■ **Given instruction 1**: Copy out the part of the Cuba sanctions post that opens with the words containing "Dead Cubans Removed" and closes with "get a break.", renaming "delistings" to "removals".
■ **Given instruction 2**: Sum up the Cuba sanctions post in two sentences.

** Start Source text **

Mar

25

Dead Cubans Removed from SDN List; Fictional Daniel Garcia Stays On


Posted by at 10:02 pm on March 25, 2015
Category: Cuba SanctionsOFACSDN List

Cuba Capitole by y.becart(Own work) [CC-BY-SA-2.0 (http://creativecommons.org/licenses/by-sa/2.0)], via Flickr https://www.flickr.com/photos/yoh_59/13697566663Yesterday the Office of Foreign Assets Control (“OFAC”) quietly removed a number of Cuba-related listings from its Specially Designated Nationals and Blocked Persons list. These delistings included dissolved companies, dead people and Cuban ships that had either sunk or were out of commission. For example, Amado Padron Trujillo, designated in 1986,was executed in 1989. By Cuba. For treason. Talk about a guy who couldn’t get a break.

** End Source text **
** Start Listed records **

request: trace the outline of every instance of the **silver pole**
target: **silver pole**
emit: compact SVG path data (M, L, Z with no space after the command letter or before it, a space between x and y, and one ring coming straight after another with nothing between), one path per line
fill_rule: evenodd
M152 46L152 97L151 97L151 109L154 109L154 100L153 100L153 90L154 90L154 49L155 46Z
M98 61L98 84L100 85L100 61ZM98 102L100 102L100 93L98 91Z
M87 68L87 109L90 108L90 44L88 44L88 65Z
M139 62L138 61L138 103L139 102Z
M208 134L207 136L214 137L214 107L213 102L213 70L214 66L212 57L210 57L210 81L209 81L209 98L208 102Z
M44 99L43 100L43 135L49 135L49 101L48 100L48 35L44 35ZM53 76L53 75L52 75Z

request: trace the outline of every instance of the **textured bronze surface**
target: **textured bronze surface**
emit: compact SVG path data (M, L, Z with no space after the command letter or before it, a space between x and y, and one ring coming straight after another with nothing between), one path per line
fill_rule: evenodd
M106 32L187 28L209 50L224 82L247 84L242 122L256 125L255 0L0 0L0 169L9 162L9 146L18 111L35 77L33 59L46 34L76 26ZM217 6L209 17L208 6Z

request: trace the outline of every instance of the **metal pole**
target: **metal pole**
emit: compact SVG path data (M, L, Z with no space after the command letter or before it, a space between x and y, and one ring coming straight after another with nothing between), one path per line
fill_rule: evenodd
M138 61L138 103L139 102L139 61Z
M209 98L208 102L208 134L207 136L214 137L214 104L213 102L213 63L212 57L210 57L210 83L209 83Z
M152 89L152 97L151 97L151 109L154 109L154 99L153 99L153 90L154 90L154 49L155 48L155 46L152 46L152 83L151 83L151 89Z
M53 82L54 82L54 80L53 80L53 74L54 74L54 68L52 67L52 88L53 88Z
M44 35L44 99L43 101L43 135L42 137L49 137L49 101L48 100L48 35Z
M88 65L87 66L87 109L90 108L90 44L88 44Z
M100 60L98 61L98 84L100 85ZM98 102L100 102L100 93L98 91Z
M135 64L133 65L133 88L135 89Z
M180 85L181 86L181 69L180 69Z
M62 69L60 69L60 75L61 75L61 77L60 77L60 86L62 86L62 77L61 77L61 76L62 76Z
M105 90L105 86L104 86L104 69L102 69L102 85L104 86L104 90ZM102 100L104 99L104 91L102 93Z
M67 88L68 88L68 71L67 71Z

** End Listed records **

■ **Problem solution 1**:
Dead Cubans Removed from SDN List; Fictional Daniel Garcia Stays On


Posted by at 10:02 pm on March 25, 2015
Category: Cuba SanctionsOFACSDN List

Cuba Capitole by y.becart(Own work) [CC-BY-SA-2.0 (http://creativecommons.org/licenses/by-sa/2.0)], via Flickr https://www.flickr.com/photos/yoh_59/13697566663Yesterday the Office of Foreign Assets Control (“OFAC”) quietly removed a number of Cuba-related listings from its Specially Designated Nationals and Blocked Persons list. These removals included dissolved companies, dead people and Cuban ships that had either sunk or were out of commission. For example, Amado Padron Trujillo, designated in 1986,was executed in 1989. By Cuba. For treason. Talk about a guy who couldn’t get a break.

■ **Problem solution 2**: The Office of Foreign Assets Control quietly removed a number of Cuba-related listings from its Specially Designated Nationals and Blocked Persons list. The removals covered dissolved companies, dead people and Cuban ships that had sunk or were out of commission; one of the people was Amado Padron Trujillo, who was designated in 1986 and was executed by Cuba for treason in 1989.